## Text shown
◇ ◇ ◇

How to Create Graphs for Similar Entity Search

We demonstrate the application of graphs for data analysis and similar entity searches based on the connections.

The interest in graph algorithms has increased tremendously as they are explicitly developed to gain insights from the connected data. Analytics on graphs can uncover the workings of sophisticated systems and networks on a massive scale for any organization.

Everything is driven by connections — from financial to social and biological processes. Explaining the patterns and the meaning behind these connections leads to breakthrough across industries. “You have a new friend suggestion” on facebook is a product of lots of algorithms applied on a social connection graph.

**What are Graphs?**

An example Graph

**Nodes:** They are the elements that represent an entity. Nodes can have various attributes (properties) associated with it.

**Relationships:** They represent connections between nodes. Relationships can also have attributes associated with them.

**Graphs:** They are a representation of data in terms of vertices (nodes) and edges (relationships) between them. Edges can be directed or undirected.

**SQL vs Graph Database:**

Relational Database (Person and Department tables)

In a Relational database, data is stored using tables. Any data related to one entity that can have multiple possible values (one-to-many/many-to-many relation) is stored using bridge tables. In the above case, Alice with id 815 is a part of multiple departments. This is represented using multiple records in a bridge table.

To find which departments Alice belongs to, we have to first search for Alice in a Person table, then look for her ID in a bridge table which will give 3 records. Using the ID’s we have to then get the name of the departments in which Alice belongs.

◇ ◇ ◇

## Exercise
Copy the article on graphs for similar entity search word for word, from start to finish.

Source records:
◇ ◇ ◇

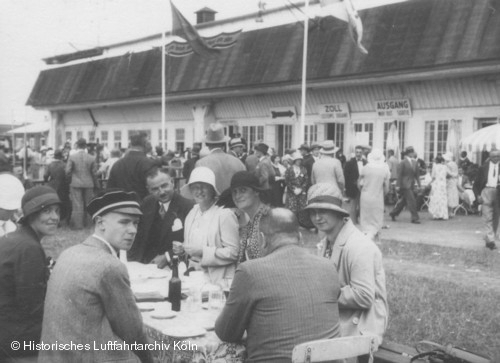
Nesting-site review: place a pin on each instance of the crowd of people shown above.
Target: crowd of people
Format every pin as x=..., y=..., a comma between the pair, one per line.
x=238, y=217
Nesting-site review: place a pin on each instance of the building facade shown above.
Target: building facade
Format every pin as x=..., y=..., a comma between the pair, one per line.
x=432, y=69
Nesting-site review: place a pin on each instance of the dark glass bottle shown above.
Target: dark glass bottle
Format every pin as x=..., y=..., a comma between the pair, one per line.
x=174, y=286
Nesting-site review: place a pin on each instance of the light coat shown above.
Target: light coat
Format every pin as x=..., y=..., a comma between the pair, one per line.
x=363, y=299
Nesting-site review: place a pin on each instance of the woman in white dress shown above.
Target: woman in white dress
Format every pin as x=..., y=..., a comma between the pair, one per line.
x=211, y=236
x=438, y=202
x=374, y=183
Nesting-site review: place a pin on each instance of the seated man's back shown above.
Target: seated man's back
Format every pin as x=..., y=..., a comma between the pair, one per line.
x=283, y=299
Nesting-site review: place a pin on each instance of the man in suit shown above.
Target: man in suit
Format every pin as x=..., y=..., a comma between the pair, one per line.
x=352, y=170
x=408, y=175
x=129, y=173
x=81, y=169
x=223, y=165
x=285, y=298
x=89, y=300
x=307, y=160
x=486, y=190
x=161, y=229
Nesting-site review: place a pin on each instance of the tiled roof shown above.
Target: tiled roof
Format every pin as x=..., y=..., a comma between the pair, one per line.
x=413, y=35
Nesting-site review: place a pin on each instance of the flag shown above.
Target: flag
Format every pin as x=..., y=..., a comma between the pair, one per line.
x=345, y=10
x=182, y=28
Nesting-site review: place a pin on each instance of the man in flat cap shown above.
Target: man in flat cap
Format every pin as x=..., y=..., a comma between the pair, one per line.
x=89, y=300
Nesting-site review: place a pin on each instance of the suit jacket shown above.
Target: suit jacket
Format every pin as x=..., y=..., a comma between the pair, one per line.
x=154, y=234
x=129, y=173
x=23, y=282
x=265, y=172
x=328, y=170
x=408, y=174
x=89, y=300
x=351, y=174
x=363, y=298
x=224, y=167
x=81, y=169
x=283, y=299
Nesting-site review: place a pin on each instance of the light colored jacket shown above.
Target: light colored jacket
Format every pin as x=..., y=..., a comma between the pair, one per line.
x=363, y=298
x=328, y=170
x=221, y=247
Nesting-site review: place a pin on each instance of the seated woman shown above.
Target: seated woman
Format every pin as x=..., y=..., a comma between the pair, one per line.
x=24, y=273
x=211, y=237
x=246, y=190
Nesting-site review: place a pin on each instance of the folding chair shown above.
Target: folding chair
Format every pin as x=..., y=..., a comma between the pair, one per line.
x=326, y=350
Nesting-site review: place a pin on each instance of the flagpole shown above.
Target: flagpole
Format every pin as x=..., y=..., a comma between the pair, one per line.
x=302, y=122
x=163, y=100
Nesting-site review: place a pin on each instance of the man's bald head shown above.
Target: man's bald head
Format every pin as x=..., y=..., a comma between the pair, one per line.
x=279, y=227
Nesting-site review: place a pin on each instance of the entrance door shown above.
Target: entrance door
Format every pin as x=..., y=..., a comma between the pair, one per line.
x=283, y=138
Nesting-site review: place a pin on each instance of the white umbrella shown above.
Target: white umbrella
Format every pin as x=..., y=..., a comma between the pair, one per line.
x=393, y=139
x=483, y=139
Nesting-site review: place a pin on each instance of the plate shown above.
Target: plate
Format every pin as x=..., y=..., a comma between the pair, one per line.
x=163, y=314
x=143, y=307
x=184, y=331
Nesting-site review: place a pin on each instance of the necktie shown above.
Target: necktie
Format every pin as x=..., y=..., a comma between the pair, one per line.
x=162, y=212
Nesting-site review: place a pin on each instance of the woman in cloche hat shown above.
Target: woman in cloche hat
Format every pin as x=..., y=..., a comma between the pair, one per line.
x=24, y=272
x=211, y=237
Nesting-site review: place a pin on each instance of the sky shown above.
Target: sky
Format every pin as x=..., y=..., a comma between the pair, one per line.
x=34, y=29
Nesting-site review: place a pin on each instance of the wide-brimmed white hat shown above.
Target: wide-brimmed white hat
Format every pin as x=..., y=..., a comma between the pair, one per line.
x=376, y=157
x=200, y=174
x=325, y=196
x=11, y=192
x=328, y=147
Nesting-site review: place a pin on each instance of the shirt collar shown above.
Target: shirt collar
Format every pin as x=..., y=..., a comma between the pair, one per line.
x=113, y=252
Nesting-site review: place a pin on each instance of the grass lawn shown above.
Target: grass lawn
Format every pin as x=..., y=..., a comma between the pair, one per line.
x=441, y=294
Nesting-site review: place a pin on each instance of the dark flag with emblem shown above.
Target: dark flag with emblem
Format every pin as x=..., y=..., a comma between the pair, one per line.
x=206, y=47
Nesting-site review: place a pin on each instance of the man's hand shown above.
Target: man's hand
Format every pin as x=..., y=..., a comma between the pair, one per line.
x=193, y=251
x=160, y=261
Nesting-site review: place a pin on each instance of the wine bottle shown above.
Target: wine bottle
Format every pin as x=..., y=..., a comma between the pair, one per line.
x=174, y=286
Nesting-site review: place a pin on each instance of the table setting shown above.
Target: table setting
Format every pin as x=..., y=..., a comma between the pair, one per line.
x=187, y=335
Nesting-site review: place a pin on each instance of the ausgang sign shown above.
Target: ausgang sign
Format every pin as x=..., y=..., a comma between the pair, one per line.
x=393, y=108
x=334, y=111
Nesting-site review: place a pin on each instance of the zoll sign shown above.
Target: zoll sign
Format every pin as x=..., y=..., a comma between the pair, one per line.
x=334, y=111
x=393, y=108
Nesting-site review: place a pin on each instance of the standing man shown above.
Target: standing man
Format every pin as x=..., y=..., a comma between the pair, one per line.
x=236, y=149
x=223, y=165
x=363, y=298
x=328, y=169
x=408, y=175
x=307, y=160
x=89, y=300
x=393, y=164
x=129, y=173
x=81, y=170
x=11, y=193
x=486, y=189
x=161, y=229
x=285, y=298
x=352, y=170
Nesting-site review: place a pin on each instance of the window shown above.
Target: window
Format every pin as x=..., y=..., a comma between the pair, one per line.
x=252, y=134
x=179, y=140
x=401, y=134
x=310, y=134
x=117, y=138
x=436, y=137
x=363, y=133
x=104, y=138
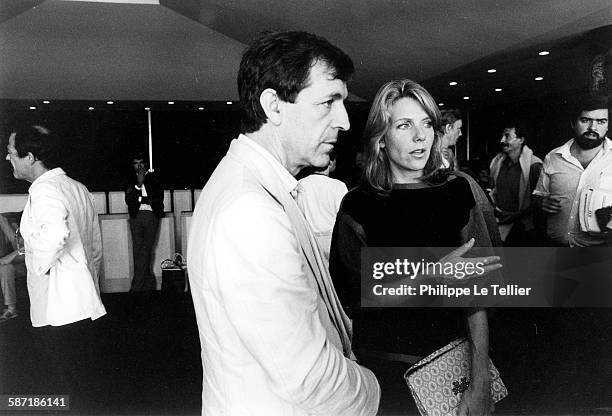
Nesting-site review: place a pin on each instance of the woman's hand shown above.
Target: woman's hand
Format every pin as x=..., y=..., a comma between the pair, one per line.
x=551, y=204
x=488, y=264
x=477, y=399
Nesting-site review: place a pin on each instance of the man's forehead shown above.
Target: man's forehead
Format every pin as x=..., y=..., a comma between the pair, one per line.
x=322, y=75
x=596, y=113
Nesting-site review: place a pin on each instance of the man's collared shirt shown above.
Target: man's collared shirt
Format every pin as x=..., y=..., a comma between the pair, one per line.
x=265, y=346
x=507, y=185
x=63, y=248
x=319, y=199
x=564, y=177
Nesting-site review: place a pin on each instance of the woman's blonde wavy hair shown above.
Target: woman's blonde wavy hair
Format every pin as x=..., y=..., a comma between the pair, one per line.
x=377, y=171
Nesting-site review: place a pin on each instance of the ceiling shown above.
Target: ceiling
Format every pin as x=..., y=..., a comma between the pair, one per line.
x=189, y=50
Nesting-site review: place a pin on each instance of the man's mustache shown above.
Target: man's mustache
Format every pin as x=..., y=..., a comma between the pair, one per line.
x=591, y=135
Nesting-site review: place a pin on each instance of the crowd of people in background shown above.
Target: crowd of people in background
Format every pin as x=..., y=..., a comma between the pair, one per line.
x=275, y=263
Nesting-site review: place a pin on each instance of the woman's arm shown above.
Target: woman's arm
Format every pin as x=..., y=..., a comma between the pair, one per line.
x=477, y=398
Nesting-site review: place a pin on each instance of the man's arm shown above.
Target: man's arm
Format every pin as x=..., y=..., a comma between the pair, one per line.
x=49, y=232
x=7, y=230
x=275, y=309
x=96, y=245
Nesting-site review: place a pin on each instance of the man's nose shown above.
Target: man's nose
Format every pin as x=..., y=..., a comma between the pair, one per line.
x=421, y=133
x=341, y=118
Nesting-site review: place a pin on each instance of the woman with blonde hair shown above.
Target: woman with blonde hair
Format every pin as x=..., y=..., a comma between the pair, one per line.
x=407, y=199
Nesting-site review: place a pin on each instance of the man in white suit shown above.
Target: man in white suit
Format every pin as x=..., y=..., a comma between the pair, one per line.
x=274, y=338
x=63, y=252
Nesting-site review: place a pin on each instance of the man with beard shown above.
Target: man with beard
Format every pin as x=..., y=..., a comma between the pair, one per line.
x=581, y=163
x=514, y=175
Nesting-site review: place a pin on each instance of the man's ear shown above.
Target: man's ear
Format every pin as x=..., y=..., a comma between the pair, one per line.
x=270, y=103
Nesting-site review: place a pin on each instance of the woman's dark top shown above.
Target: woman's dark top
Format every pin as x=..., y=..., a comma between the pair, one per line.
x=411, y=215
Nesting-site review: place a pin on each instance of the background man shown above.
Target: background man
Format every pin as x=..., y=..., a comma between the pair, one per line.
x=11, y=262
x=583, y=162
x=271, y=328
x=145, y=201
x=63, y=252
x=514, y=175
x=451, y=131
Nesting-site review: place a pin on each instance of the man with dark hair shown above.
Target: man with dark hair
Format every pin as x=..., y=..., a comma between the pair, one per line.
x=274, y=337
x=582, y=163
x=63, y=252
x=145, y=200
x=514, y=175
x=451, y=124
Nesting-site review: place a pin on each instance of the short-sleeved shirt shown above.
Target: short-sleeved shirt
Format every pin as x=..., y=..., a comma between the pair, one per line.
x=564, y=177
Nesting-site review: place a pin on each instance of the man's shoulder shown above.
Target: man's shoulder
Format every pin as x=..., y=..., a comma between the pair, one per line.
x=556, y=151
x=315, y=181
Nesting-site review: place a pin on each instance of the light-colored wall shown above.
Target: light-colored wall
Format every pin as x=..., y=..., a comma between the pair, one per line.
x=13, y=202
x=118, y=265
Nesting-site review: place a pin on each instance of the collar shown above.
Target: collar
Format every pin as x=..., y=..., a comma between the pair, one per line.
x=47, y=175
x=267, y=162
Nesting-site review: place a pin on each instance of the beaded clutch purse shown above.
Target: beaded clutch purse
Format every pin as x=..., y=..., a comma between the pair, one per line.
x=438, y=381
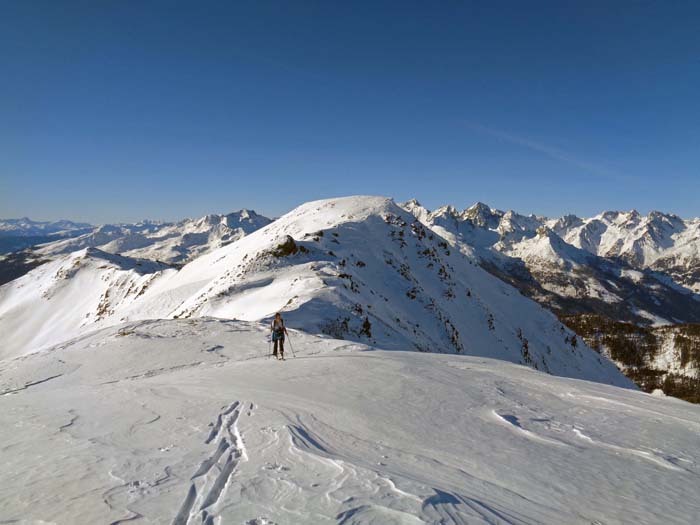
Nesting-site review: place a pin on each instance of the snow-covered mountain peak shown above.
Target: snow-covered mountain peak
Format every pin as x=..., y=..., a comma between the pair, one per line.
x=358, y=268
x=483, y=215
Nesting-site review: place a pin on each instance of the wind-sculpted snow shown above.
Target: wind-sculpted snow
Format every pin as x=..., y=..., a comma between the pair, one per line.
x=146, y=422
x=356, y=268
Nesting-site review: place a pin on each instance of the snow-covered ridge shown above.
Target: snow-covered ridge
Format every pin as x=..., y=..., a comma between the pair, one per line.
x=28, y=227
x=177, y=242
x=623, y=265
x=188, y=421
x=358, y=268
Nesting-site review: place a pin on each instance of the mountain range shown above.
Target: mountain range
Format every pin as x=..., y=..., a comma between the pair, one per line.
x=421, y=383
x=390, y=275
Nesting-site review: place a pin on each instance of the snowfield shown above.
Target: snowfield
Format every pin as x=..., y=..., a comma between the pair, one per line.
x=358, y=268
x=188, y=421
x=424, y=388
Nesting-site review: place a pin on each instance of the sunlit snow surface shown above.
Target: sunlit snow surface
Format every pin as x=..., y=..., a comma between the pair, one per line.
x=189, y=421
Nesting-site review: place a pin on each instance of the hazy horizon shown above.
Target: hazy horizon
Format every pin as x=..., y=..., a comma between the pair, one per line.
x=123, y=111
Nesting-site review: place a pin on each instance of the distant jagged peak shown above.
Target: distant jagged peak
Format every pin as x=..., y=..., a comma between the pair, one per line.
x=483, y=215
x=447, y=209
x=567, y=221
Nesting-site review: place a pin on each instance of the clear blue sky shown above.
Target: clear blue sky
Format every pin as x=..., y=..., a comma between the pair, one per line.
x=121, y=110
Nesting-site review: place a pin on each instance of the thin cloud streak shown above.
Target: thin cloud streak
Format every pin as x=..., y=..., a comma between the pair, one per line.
x=549, y=151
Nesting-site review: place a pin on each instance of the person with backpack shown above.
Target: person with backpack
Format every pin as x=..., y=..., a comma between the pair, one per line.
x=278, y=332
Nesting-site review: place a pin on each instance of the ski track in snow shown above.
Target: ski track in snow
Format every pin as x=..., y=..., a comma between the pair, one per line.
x=214, y=475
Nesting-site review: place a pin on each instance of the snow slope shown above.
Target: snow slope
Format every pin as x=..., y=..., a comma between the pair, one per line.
x=27, y=227
x=186, y=421
x=168, y=242
x=358, y=268
x=577, y=265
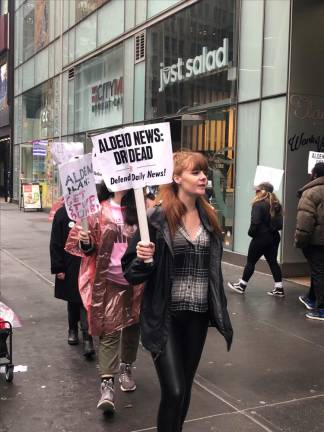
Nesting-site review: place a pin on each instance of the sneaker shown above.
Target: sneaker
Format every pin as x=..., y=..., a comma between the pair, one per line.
x=107, y=401
x=317, y=314
x=126, y=379
x=277, y=292
x=310, y=304
x=237, y=287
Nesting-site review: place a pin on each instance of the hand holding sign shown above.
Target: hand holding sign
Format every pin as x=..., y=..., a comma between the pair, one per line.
x=135, y=157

◇ ◇ ◇

## Your solution
How to Create Graphs for Similar Entity Search

We demonstrate the application of graphs for data analysis and similar entity searches based on the connections.

The interest in graph algorithms has increased tremendously as they are explicitly developed to gain insights from the connected data. Analytics on graphs can uncover the workings of sophisticated systems and networks on a massive scale for any organization.

Everything is driven by connections — from financial to social and biological processes. Explaining the patterns and the meaning behind these connections leads to breakthrough across industries. “You have a new friend suggestion” on facebook is a product of lots of algorithms applied on a social connection graph.

**What are Graphs?**

An example Graph

**Nodes:** They are the elements that represent an entity. Nodes can have various attributes (properties) associated with it.

**Relationships:** They represent connections between nodes. Relationships can also have attributes associated with them.

**Graphs:** They are a representation of data in terms of vertices (nodes) and edges (relationships) between them. Edges can be directed or undirected.

**SQL vs Graph Database:**

Relational Database (Person and Department tables)

In a Relational database, data is stored using tables. Any data related to one entity that can have multiple possible values (one-to-many/many-to-many relation) is stored using bridge tables. In the above case, Alice with id 815 is a part of multiple departments. This is represented using multiple records in a bridge table.

To find which departments Alice belongs to, we have to first search for Alice in a Person table, then look for her ID in a bridge table which will give 3 records. Using the ID’s we have to then get the name of the departments in which Alice belongs.